-- begin Text passage --
The story of the disrupted and delayed immersion of Mumbai’s famous Ganpati idol, Lalbaugcha Raja, over the weekend, has by now turned into something of a modern folklore.
The delay of more than 13 hours on Saturday-Sunday has been attributed to a number of issues—some said there were technical snags, others justified that the high tide did not allow the idol to be transferred from the trolley on which it was taken for the visarjan to the raft that would finally immerse it, and a growing section of devotees pointed to another aspect altogether.
Bappa’s darshan, they pointed out, was determined by class. The average devotee stood in queues for hours on end and was then shoved or pushed even before she/he could take the darshan. The rich and the famous were, unsurprisingly, given due respect and time at the feet of the idol.
Videos were circulated showing the difference. Then, on the visarjan day, the people who did it traditionally were apparently ignored to allow the Ambani scion to do the honours and accompany Bappa on his long journey to the immersion point at Chowpatty.
Here, the story goes that the traditional people, like the fisherfolk, and their ways of visarjan were again sidelined in favour of modern methods by the omnipresent corporate. Those who visited spoke of how the pandal was air-conditioned and replete with posters of Jio. The narrative pointed to the fact that Bappa was displeased with being hijacked by deep pockets, so to say, and divine energy somehow ensured that the will and presence of the common folk ultimately prevailed.
-- end Text passage --
-- begin Provided data --
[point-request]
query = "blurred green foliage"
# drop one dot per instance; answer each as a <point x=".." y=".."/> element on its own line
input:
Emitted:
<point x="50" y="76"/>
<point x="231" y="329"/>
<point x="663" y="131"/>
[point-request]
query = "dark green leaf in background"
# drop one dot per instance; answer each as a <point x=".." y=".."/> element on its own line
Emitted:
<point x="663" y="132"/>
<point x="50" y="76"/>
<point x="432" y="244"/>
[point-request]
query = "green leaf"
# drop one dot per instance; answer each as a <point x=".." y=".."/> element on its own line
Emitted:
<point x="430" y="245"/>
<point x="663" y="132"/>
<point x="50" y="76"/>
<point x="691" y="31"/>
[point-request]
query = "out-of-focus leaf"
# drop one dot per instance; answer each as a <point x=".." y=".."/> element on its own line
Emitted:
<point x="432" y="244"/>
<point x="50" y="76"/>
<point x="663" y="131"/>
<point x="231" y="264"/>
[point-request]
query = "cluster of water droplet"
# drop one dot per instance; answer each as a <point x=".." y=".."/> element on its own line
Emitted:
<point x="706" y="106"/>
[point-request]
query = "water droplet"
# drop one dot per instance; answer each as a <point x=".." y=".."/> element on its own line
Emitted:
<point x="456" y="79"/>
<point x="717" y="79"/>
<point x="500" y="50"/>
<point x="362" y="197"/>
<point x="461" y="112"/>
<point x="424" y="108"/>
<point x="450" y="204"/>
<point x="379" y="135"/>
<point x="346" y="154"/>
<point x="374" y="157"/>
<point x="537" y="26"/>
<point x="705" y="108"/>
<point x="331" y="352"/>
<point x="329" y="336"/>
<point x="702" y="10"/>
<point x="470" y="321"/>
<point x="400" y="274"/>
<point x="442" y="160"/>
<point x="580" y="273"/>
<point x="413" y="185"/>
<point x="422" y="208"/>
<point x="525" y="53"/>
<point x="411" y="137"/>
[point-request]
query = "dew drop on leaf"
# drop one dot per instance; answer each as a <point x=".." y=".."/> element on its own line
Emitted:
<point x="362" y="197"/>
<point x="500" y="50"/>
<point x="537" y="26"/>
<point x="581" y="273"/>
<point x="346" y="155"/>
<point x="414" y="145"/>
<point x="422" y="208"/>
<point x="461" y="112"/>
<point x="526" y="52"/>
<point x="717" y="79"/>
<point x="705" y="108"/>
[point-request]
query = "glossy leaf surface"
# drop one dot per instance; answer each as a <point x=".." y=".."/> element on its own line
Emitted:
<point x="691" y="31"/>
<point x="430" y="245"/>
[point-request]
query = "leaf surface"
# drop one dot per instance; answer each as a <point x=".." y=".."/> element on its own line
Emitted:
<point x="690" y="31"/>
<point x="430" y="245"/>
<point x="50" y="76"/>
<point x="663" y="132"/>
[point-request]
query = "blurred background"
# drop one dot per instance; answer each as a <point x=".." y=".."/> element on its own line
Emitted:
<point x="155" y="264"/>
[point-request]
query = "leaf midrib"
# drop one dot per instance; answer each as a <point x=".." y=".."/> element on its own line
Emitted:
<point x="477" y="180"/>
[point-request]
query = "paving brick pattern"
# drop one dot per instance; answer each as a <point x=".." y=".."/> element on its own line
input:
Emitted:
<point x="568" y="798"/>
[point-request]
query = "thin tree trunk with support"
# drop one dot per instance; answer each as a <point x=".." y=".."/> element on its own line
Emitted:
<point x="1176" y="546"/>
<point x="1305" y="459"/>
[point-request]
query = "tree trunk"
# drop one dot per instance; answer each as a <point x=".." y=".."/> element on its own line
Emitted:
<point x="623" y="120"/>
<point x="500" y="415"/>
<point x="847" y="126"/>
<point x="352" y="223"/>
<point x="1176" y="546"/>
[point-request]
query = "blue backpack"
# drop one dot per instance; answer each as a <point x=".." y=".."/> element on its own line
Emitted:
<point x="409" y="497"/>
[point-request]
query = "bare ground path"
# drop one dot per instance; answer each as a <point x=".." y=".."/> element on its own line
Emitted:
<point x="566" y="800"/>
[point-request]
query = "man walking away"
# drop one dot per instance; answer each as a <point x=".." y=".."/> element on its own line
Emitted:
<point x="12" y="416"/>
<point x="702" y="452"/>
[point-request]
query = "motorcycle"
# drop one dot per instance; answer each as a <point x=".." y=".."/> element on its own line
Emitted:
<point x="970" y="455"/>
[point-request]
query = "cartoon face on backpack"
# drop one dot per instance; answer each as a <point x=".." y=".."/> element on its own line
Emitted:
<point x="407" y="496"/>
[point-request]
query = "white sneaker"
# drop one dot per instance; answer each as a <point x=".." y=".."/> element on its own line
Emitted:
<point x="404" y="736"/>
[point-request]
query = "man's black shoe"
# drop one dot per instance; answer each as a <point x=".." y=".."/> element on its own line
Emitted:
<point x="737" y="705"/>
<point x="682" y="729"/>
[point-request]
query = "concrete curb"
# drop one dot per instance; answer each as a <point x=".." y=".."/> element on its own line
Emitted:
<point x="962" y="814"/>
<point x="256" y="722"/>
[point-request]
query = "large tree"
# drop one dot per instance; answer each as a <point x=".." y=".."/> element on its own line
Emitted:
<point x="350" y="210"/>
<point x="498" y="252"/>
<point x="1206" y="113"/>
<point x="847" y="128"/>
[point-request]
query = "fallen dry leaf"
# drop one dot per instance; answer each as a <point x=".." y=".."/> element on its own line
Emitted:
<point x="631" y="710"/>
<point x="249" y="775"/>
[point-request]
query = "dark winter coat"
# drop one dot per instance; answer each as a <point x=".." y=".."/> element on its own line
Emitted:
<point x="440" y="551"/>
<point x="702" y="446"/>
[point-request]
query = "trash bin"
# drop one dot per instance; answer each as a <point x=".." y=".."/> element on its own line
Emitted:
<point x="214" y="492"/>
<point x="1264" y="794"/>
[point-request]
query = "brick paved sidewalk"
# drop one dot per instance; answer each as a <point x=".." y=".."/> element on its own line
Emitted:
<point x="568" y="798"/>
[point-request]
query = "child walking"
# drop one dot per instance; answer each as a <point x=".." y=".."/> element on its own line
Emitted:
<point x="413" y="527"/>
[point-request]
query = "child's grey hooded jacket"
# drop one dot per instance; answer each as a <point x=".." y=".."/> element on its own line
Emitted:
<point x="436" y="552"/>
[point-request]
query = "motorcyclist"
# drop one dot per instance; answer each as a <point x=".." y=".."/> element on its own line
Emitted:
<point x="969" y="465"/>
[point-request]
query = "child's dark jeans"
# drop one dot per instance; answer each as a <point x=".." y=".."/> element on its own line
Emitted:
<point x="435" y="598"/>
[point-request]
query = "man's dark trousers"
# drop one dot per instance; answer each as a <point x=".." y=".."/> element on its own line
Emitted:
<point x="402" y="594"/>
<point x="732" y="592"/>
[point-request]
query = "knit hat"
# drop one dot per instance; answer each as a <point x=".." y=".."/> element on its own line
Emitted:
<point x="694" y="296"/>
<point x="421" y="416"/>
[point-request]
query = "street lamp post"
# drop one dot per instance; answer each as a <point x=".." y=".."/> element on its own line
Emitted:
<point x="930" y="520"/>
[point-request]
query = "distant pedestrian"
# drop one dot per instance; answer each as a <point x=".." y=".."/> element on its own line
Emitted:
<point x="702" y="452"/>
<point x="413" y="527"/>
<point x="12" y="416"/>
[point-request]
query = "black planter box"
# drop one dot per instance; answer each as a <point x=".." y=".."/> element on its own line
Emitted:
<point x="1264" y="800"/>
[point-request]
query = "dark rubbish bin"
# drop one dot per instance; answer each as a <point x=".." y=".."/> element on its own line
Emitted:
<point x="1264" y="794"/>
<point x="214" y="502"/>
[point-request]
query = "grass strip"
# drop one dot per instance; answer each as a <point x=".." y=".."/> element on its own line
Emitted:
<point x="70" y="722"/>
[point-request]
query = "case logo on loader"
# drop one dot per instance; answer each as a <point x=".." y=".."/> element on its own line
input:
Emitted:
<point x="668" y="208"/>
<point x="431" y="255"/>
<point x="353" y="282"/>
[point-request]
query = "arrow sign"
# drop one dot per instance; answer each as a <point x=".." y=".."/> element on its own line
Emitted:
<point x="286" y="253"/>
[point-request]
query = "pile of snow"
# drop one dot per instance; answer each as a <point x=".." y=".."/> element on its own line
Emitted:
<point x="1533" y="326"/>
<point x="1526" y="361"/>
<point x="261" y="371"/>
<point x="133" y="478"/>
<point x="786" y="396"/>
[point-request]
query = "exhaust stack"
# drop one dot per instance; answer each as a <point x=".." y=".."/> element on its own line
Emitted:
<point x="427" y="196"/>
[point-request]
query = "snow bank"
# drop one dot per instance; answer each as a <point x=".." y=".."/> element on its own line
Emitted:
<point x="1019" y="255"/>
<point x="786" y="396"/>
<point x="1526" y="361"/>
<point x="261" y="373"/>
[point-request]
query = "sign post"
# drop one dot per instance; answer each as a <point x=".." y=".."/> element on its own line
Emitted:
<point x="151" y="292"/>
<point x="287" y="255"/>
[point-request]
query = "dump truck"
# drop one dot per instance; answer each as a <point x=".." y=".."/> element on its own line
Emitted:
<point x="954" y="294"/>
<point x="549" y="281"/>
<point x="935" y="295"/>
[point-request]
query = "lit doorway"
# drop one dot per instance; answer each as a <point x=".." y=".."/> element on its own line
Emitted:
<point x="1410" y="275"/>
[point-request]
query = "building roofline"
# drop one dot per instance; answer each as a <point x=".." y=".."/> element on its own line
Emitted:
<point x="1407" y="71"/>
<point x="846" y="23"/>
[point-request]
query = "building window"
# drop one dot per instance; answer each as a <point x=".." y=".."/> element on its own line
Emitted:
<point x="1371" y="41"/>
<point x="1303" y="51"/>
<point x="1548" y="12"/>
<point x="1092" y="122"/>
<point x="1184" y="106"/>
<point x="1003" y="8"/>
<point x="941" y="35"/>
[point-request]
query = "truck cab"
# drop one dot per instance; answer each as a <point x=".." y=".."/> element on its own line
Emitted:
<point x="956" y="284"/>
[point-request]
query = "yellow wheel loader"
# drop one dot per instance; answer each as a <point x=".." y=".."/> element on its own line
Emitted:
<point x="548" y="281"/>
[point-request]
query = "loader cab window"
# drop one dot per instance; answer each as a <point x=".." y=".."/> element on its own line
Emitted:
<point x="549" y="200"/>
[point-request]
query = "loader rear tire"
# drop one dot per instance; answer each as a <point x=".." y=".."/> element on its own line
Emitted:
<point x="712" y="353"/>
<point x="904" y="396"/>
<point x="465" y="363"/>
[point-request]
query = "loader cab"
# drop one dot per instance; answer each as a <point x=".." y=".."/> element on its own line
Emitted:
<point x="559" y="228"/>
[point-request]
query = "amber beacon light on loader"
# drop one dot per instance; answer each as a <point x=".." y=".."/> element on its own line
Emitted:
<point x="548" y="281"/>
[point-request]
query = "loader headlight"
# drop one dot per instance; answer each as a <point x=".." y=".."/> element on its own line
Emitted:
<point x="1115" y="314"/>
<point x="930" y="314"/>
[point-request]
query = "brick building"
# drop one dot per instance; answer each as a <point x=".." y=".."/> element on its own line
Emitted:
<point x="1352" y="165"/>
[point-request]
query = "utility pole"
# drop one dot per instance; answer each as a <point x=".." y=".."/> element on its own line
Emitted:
-- end Provided data --
**Requirement 1**
Find each line in the listing that contains the string "loader", and copy those lines.
**Requirement 2**
Write the next part of the article on the delayed Lalbaugcha Raja immersion, picking up after its final sentence.
The listing has no connection to the text about the Lalbaugcha Raja immersion.

**Final result 1**
query = "case logo on loader"
query = "yellow wheel loader"
query = "loader cab window"
query = "loader rear tire"
query = "loader cab"
query = "amber beacon light on loader"
query = "loader headlight"

**Final result 2**
Well, the corporatisation of urban space, essential services, and festivals is hardly new. It has been with us for years now but is visibly enlarging its scope and hold over the city’s space and services. Neighbourhood celebrations acquired the increasing patina of sponsorships as the economy boomed; celebrations that were largely family or community-driven, like the Ganeshotsav, Dahi Handi, and Navratri, turned into full-scale advertising and promotional venues for small and big donors. It happened pre-1991 too, but economic liberalisation, in its wake, saw the re-emergence of the corporate as a major player in urban affairs. This appears to have enlarged its scope.
What has changed in the past decade is the nature of sponsorships—from the small and medium players in the capital world to mega corporations bank-rolling the big mandals and their idols. In a city where names of metro stations are branded with the name of a paying corporation, as seen in the old and new metro lines, public festivals would be fair game. In fact, to go back into Mumbai’s history, the very creation of the city in the colonial era and its consolidation as India’s commercial capital had a rather large footprint of the industry and private capital.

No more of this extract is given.